### DATA EXCERPTS
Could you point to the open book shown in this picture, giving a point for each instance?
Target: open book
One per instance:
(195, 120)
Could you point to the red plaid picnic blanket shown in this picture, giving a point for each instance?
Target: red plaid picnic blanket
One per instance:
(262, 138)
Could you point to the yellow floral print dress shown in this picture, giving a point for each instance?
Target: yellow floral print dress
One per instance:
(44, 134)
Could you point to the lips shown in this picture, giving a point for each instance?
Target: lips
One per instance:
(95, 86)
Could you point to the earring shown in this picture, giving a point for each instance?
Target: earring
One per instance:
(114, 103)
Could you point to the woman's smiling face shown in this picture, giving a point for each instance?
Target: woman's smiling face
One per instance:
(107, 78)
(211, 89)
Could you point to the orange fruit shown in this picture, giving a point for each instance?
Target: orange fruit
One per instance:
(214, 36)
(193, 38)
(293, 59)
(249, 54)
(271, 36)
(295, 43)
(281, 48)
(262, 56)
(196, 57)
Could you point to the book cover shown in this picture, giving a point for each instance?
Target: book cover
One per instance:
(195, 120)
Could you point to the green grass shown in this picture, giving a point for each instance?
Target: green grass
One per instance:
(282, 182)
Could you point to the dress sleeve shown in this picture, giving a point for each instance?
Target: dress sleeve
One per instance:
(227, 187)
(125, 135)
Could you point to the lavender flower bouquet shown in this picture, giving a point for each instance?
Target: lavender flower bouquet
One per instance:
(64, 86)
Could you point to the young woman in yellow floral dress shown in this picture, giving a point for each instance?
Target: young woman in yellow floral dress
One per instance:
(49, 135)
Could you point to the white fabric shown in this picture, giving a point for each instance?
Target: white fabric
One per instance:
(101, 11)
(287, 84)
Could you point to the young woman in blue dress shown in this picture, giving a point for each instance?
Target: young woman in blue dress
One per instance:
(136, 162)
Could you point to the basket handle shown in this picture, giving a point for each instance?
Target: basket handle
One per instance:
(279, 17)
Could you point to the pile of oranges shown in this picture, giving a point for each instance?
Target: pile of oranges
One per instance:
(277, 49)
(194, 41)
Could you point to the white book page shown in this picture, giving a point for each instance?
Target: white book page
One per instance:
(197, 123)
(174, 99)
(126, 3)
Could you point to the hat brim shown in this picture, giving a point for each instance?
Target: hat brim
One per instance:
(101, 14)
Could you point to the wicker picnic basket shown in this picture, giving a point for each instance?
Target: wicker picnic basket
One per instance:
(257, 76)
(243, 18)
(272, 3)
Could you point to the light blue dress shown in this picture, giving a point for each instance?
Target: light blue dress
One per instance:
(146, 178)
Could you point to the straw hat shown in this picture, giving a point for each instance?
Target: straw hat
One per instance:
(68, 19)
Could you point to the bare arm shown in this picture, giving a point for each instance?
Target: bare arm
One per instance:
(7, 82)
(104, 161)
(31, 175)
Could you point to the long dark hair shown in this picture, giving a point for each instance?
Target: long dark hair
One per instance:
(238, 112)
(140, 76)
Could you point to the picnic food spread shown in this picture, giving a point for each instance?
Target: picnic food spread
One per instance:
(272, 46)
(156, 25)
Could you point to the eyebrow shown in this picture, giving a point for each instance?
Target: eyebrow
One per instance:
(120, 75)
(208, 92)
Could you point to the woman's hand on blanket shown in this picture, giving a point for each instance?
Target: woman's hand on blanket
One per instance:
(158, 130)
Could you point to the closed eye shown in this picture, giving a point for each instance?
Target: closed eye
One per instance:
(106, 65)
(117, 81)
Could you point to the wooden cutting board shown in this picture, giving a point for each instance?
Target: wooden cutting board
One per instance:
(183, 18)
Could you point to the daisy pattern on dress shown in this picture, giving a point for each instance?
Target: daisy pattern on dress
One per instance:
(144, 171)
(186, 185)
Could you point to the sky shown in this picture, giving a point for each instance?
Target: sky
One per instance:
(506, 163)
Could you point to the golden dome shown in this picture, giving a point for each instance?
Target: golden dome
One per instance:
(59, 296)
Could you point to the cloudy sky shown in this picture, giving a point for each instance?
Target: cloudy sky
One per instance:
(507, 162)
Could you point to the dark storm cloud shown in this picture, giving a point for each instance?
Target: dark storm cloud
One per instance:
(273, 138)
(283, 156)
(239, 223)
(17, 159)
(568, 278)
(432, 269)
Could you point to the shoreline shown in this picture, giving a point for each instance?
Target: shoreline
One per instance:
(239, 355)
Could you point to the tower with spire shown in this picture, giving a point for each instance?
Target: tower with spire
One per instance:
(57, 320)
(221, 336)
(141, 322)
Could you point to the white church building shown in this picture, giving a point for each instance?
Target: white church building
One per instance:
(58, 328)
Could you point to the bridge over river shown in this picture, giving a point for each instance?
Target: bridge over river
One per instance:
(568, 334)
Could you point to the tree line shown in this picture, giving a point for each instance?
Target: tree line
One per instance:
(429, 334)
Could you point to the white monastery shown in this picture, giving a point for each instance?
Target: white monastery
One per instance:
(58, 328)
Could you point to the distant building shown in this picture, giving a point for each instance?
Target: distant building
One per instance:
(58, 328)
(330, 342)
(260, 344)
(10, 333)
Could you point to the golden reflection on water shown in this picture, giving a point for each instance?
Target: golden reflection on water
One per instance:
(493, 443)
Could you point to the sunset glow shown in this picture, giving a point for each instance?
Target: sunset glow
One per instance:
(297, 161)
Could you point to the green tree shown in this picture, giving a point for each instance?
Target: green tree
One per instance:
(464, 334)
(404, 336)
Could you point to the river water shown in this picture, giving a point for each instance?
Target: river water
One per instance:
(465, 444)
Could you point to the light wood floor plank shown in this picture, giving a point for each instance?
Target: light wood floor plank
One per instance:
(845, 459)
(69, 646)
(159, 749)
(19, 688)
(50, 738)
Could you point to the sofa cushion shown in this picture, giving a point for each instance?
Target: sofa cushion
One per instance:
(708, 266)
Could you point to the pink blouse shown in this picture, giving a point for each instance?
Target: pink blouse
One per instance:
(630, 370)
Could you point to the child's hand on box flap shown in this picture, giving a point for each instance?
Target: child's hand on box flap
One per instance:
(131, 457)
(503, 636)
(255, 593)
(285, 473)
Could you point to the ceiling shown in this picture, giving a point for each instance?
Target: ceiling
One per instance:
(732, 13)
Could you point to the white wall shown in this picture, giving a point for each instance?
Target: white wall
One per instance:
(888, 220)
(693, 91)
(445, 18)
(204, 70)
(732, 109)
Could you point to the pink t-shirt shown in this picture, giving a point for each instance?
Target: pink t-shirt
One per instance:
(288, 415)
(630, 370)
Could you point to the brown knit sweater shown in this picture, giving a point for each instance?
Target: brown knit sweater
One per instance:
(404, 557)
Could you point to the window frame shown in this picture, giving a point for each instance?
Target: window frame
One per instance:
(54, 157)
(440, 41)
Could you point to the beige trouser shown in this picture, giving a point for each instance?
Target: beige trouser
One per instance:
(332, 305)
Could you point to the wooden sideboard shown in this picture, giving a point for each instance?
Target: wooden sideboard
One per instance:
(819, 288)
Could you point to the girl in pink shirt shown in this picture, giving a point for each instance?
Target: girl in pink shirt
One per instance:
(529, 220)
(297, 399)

### BRIEF
Starting at the top of the listing above, write out every line exactly as it appears.

### ANSWER SPACE
Could you point to the open book shown in this picture, giving a point for each instance?
Target: open book
One per instance:
(195, 120)
Could you point to the red plaid picnic blanket shown in this picture, giving a point for each instance?
Target: red plaid picnic blanket
One per instance:
(262, 138)
Could you point to the yellow floral print dress shown in this picture, giving a point for each instance?
Target: yellow floral print dress
One per instance:
(44, 134)
Could you point to the lips shown in this picture, giving a point for each instance?
Target: lips
One per instance:
(95, 86)
Could you point to the earring shown in this picture, giving a point for each instance?
Target: earring
One per instance:
(114, 103)
Could you point to the woman's smiling face shown in this picture, giving a point for each instance?
Target: woman's smiling face
One per instance:
(107, 78)
(211, 89)
Could you point to the orange fruit shown in this picture, giving a point for each instance?
Target: orange fruit
One per instance:
(214, 36)
(193, 38)
(293, 59)
(249, 54)
(271, 36)
(295, 43)
(281, 48)
(262, 56)
(196, 57)
Could you point to the book cover shown in this picture, giving a point for each instance?
Target: book cover
One per instance:
(195, 120)
Could you point to the green grass shown in this picture, giving a point for each instance?
Target: green grass
One per instance:
(282, 182)
Could you point to the dress sleeve shown in this picture, giving a point for each instance?
Target: dress sleeve
One per instance:
(227, 187)
(125, 135)
Could you point to the lavender flower bouquet shown in this picture, giving a point for each instance?
Target: lavender flower bouquet
One per instance:
(64, 86)
Could you point to the young woman in yellow floral dress shown in this picture, giving a point for each instance?
Target: young woman in yellow floral dress
One per instance:
(49, 135)
Could you point to the white fabric shown in this picture, giving a point for each instance?
Target: white fabric
One per instance:
(101, 11)
(287, 84)
Could you point to the young woman in blue dress shown in this picture, giving a point for each instance?
Target: young woman in blue dress
One per instance:
(136, 162)
Could you point to the basket handle shown in this picture, giving a point for each instance?
Target: basket handle
One per instance:
(279, 17)
Could you point to the pile of oranges shown in this picture, giving a point for each instance?
Target: pile of oranges
One per instance:
(277, 49)
(194, 41)
Could you point to the white book page shown in this picture, giving a point for each instance?
Target: white book page
One per instance:
(197, 123)
(174, 99)
(126, 3)
Could you point to the hat brim shown in this picture, giving a point for each instance?
Target: hat brim
One per instance:
(101, 14)
Could you point to the wicker picnic basket shown in this picture, giving a point for each instance?
Target: wicker picnic basket
One per instance:
(257, 76)
(243, 18)
(272, 3)
Could you point to the light blue dress shown in this picture, giving a point for each instance?
Target: light blue dress
One per instance:
(146, 178)
Could you point to the straw hat shown in this picture, giving a point for each instance?
Target: straw hat
One per instance:
(68, 19)
Could you point to the bare arm shown in this picture, giving a point for each instance?
Target: bare arm
One per instance:
(7, 82)
(104, 161)
(31, 175)
Could you point to the long dark hair shown in this picture, giving a point for each instance?
Target: long dark hair
One per instance:
(238, 112)
(140, 76)
Could you point to the picnic food spread shown in this picture, giving a point for each instance?
Target: picnic food spread
One per instance:
(272, 46)
(156, 25)
Could you point to the eyebrow shown in this picture, giving a point for each instance?
Target: eyebrow
One per instance:
(120, 75)
(208, 92)
Could you point to the woman's hand on blanket shown in this picture, giving a point for each instance?
Target: woman's hand on blanket
One per instance:
(158, 130)
Could you point to the closed eye shown in this picture, giving a point for each instance?
Target: closed eye
One per instance:
(106, 65)
(117, 81)
Could you point to the wooden cutting board shown in this picture, giving a point for each instance?
Target: wooden cutting board
One per instance:
(183, 18)
Could you point to the daisy pattern on dress shown in this picture, giving a point for each instance?
Target: daisy pattern on dress
One per instance:
(144, 171)
(186, 185)
Could you point to the sky shown in this picture, giving a point for each instance?
Target: sky
One per instance:
(506, 163)
Could you point to the golden dome shown in this picture, giving a point for each instance?
Target: golden dome
One per instance:
(59, 296)
Could you point to the cloudy sky shown in this picture, giving a point for each instance?
Target: cloudy sky
One per instance:
(507, 162)
Could you point to the dark storm cloud shown in this picture, giving a point for each instance?
Target: dark storm cloud
One per instance:
(273, 138)
(283, 156)
(239, 223)
(17, 159)
(568, 278)
(432, 269)
Could you point to the shoreline shown in this picture, giving a point for each instance?
Target: shoreline
One per instance:
(239, 355)
Could you point to the tower with spire shown in this picture, giving a point for each instance?
Target: tower with spire
One per instance:
(57, 320)
(221, 336)
(141, 322)
Could you point to the white church building shown in this picture, giving a point for each instance?
Target: white church building
One per instance:
(58, 328)
Could you point to the bridge over river shown in this picture, giving a point for each instance?
Target: bridge over river
One per instance:
(568, 334)
Could you point to the tree line shown in this picture, giving a point for each instance?
Target: tree line
One per instance:
(429, 334)
Could you point to the white monastery shown in this picture, giving a point for each instance?
Target: white monastery
One per instance:
(58, 328)
Could you point to the distant building shown in this picture, giving a point for each instance?
Target: distant building
One per instance:
(58, 328)
(330, 342)
(260, 344)
(10, 333)
Could you point to the golden reflection on water shown in this picture, giving a point for each instance?
Target: golden reflection on water
One per instance:
(493, 443)
Could you point to the sunset glow shown in this picture, giving a point for each instance?
Target: sunset glow
One per instance:
(297, 161)
Could you point to the green tree shown in this picture, giving a point for each instance?
Target: green tree
One per instance:
(464, 334)
(404, 336)
Could you point to the river water shown in this picture, giving a point for each instance?
Target: river water
One per instance:
(465, 444)
Could you point to the light wood floor plank shown in this picture, giving a point for each instance?
Target: light wood floor plank
One per instance:
(845, 459)
(69, 646)
(159, 749)
(19, 688)
(50, 738)
Could you point to the sofa cushion shown in this picture, giving a point for each instance?
Target: sofa cushion
One per instance:
(708, 266)
Could you point to the pink blouse shown in this picture, giving a point for each instance?
Target: pink blouse
One per instance:
(630, 370)
Could you point to the child's hand on box flap shown in this picture, giving a point for each instance?
Target: child's hand on box flap
One per instance:
(131, 457)
(503, 636)
(255, 593)
(285, 473)
Could you point to the ceiling shown in this picture, giving a point for each instance?
Target: ceiling
One per instance:
(732, 13)
Could you point to the white wall shown in this picture, giving a point for each instance?
Target: white wall
One per instance:
(888, 220)
(693, 91)
(445, 18)
(204, 70)
(732, 109)
Could you point to the pink t-shirt shown in this picture, giving a point for each instance?
Target: pink t-shirt
One per instance:
(288, 415)
(630, 370)
Could you point to the brown knit sweater shown in this picture, giving a point for each instance?
Target: brown knit sweater
One per instance:
(404, 557)
Could you point to the window frame shown in this picture, giving a point for each instance?
Target: window frame
One per instance:
(54, 157)
(440, 41)
Could you point to the beige trouser shown in this picture, giving a point for each instance?
Target: beige trouser
One per instance:
(332, 305)
Could you point to the wooden sideboard shown in this picture, giving a point for each instance?
Target: wooden sideboard
One per instance:
(819, 288)
Could you point to the girl in pink shirt shown in this picture, giving a point for each instance?
Target: girl in pink shirt
One per instance:
(529, 220)
(297, 399)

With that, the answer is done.